DATASET EXTRACT
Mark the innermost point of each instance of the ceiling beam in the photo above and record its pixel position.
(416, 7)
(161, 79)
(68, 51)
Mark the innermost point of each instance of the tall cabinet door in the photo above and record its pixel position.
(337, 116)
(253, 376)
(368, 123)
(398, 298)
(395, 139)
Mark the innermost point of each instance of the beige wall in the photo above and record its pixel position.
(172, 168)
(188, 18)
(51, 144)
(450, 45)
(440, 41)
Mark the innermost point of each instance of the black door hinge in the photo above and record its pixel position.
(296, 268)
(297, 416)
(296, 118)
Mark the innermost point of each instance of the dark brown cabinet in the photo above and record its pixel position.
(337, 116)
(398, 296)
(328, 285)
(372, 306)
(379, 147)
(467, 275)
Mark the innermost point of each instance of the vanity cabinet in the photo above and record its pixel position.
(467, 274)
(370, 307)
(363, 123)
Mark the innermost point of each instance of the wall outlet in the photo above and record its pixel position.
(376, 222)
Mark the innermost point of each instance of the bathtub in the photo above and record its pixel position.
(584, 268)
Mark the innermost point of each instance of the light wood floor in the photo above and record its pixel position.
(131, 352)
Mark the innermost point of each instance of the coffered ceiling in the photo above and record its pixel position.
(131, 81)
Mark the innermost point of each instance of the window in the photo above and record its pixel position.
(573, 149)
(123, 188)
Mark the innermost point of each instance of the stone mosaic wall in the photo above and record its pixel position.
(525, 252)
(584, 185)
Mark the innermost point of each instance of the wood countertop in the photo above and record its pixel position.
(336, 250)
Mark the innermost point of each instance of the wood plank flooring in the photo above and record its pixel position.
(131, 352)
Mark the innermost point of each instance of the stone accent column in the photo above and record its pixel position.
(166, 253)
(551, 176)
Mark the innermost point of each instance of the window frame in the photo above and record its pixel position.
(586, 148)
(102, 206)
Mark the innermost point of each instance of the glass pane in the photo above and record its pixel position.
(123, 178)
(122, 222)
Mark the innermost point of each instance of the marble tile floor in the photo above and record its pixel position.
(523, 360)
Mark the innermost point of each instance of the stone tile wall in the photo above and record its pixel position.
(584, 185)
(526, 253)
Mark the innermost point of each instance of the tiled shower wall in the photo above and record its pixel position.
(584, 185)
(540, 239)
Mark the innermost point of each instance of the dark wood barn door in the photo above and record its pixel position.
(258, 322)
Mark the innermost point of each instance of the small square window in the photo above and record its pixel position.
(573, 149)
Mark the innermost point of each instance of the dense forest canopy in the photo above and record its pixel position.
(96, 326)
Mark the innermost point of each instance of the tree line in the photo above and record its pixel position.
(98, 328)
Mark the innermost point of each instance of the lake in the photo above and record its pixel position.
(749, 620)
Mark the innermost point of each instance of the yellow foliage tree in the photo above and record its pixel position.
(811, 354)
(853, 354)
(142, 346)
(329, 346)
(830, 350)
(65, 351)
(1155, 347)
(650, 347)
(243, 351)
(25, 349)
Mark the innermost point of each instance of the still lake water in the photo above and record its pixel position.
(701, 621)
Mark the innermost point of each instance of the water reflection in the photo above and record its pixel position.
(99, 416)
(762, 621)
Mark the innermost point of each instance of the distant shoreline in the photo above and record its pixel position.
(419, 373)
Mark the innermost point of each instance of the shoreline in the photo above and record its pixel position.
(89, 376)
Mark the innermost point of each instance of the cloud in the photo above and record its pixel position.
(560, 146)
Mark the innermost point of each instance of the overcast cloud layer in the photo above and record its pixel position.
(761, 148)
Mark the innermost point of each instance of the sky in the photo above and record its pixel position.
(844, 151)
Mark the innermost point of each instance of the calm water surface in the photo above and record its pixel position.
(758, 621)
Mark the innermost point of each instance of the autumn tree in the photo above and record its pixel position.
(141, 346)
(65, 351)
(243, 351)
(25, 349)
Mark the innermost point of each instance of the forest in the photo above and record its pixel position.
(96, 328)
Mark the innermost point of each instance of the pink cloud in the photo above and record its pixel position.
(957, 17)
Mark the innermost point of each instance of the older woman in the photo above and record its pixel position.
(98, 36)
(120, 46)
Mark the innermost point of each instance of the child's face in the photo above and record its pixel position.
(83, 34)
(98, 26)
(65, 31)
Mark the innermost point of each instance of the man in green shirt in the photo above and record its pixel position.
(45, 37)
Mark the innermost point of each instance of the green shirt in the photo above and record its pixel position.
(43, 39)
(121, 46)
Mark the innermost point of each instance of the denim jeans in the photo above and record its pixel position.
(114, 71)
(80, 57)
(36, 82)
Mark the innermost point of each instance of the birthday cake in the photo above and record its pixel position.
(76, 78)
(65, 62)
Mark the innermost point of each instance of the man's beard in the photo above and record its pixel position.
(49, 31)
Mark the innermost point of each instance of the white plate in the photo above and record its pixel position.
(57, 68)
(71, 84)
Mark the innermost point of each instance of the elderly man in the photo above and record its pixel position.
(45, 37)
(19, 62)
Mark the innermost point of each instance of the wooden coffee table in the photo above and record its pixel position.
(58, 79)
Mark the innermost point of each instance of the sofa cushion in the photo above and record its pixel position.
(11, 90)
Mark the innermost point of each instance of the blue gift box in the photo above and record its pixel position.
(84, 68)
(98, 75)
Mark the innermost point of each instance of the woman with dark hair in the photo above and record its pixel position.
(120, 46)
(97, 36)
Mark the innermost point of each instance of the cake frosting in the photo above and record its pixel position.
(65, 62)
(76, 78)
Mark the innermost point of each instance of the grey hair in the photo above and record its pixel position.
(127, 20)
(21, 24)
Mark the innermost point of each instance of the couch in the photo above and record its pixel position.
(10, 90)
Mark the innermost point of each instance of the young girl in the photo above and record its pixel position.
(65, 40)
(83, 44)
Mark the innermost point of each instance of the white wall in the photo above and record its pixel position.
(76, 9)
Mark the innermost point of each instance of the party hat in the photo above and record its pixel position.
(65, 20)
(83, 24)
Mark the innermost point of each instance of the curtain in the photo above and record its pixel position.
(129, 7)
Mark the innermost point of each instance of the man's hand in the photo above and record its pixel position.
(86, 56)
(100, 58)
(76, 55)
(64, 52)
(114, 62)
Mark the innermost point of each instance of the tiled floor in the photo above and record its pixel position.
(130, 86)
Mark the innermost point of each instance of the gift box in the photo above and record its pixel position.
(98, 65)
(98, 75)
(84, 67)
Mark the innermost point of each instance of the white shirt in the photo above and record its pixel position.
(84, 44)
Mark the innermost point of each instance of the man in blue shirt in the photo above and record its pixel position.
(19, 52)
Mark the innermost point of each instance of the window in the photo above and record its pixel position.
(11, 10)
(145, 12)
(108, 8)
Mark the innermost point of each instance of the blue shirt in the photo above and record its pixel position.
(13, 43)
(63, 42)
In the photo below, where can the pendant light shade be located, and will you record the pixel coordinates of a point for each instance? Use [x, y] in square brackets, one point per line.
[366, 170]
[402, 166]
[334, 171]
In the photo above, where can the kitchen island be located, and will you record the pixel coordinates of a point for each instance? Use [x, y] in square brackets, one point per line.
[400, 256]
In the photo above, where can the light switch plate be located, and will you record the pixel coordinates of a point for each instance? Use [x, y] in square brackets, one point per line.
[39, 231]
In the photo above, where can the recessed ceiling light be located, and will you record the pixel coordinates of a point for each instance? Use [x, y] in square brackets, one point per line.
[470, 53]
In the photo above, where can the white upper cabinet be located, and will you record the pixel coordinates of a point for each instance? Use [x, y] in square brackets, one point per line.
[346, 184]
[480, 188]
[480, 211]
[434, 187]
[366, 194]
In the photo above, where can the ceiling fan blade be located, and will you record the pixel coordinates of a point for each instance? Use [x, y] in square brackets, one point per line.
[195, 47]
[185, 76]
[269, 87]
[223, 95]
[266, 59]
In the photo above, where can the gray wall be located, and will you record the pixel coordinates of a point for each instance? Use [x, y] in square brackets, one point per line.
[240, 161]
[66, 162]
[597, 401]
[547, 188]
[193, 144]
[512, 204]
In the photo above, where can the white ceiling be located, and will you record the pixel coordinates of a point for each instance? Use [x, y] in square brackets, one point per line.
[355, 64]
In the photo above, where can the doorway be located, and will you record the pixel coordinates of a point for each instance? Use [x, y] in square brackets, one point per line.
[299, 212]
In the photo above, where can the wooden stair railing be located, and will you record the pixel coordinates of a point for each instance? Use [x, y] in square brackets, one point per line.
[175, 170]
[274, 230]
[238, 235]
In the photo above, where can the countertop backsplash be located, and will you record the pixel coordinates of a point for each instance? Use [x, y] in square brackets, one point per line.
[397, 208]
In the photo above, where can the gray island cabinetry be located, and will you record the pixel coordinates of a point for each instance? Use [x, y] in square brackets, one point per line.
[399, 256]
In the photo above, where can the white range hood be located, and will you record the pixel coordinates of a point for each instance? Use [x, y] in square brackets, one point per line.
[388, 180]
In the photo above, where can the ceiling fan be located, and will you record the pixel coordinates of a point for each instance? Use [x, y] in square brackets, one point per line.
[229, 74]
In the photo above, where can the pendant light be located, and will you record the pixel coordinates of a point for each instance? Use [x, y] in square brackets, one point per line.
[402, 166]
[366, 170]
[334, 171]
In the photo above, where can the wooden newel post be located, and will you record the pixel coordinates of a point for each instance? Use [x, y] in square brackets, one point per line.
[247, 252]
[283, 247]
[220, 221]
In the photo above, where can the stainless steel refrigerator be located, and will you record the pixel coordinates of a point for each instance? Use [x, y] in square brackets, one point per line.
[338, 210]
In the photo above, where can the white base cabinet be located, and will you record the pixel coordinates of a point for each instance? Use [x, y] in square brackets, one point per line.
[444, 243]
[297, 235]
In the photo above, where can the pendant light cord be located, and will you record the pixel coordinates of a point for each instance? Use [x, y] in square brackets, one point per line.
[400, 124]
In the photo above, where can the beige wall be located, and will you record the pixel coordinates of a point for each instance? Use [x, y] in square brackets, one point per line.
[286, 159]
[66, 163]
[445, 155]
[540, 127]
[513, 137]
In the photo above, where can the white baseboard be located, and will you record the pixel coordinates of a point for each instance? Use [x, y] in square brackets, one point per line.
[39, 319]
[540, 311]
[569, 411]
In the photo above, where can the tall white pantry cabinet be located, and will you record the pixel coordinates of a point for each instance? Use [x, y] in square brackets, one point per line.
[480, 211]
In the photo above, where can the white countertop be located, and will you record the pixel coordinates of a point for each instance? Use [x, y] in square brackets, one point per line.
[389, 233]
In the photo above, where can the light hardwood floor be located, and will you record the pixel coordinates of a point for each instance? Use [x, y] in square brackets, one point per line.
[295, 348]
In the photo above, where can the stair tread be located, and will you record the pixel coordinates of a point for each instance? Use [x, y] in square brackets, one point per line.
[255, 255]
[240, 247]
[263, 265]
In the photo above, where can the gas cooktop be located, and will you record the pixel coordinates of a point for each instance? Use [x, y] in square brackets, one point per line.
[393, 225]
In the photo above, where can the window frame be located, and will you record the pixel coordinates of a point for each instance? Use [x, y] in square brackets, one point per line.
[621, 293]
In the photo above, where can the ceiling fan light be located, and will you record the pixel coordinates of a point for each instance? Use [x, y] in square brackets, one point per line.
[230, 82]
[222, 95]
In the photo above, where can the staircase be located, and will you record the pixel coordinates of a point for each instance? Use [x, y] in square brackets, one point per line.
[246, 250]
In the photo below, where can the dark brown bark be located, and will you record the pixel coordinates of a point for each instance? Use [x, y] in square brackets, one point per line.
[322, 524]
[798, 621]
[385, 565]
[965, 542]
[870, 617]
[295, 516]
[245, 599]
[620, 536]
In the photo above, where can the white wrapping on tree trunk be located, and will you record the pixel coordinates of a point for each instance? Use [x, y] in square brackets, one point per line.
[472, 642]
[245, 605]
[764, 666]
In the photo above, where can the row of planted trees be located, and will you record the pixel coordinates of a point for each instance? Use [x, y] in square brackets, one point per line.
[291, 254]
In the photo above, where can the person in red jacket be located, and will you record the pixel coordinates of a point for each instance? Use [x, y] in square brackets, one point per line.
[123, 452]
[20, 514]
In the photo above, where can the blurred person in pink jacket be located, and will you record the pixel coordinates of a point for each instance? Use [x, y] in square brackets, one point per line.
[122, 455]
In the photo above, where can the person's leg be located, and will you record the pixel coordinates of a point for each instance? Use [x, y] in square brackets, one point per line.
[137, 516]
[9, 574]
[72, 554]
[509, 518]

SET TASK
Extract, exactly as they appear, the lines from the one containing "In the photo below, where can the dark" through the final line.

PROBLEM SOLUTION
In the photo below, where can the dark brown bark be located, and will you record the pixel coordinates of a point for each instance? Use [x, y] in square brackets, one point per line.
[322, 524]
[798, 621]
[385, 565]
[965, 542]
[870, 617]
[295, 516]
[245, 599]
[620, 536]
In the photo above, where can the white wrapping on tree trunk be located, and will you record the pixel coordinates of a point for each instance? Use [x, y] in square brackets, one point per line.
[472, 642]
[245, 605]
[764, 666]
In the photo above, where can the row of planted trees be located, and will you record the pixel coordinates of a point for each instance? Use [x, y] in square brackets, one point per line.
[291, 254]
In the photo above, where can the person in red jacket be located, and will you record the pixel coordinates of a point for each instance? Use [x, y] in square brackets, one point per line.
[123, 452]
[20, 514]
In the photo above, where can the blurred person in pink jacket be located, and will you record the pixel coordinates of a point for each instance? Use [x, y] in square brackets, one point per line.
[122, 455]
In the photo above, where can the person's leg be located, and will you record the pixel coordinates of a point for each instance? Use [x, y] in square brackets, one point per line.
[137, 516]
[9, 574]
[72, 554]
[509, 518]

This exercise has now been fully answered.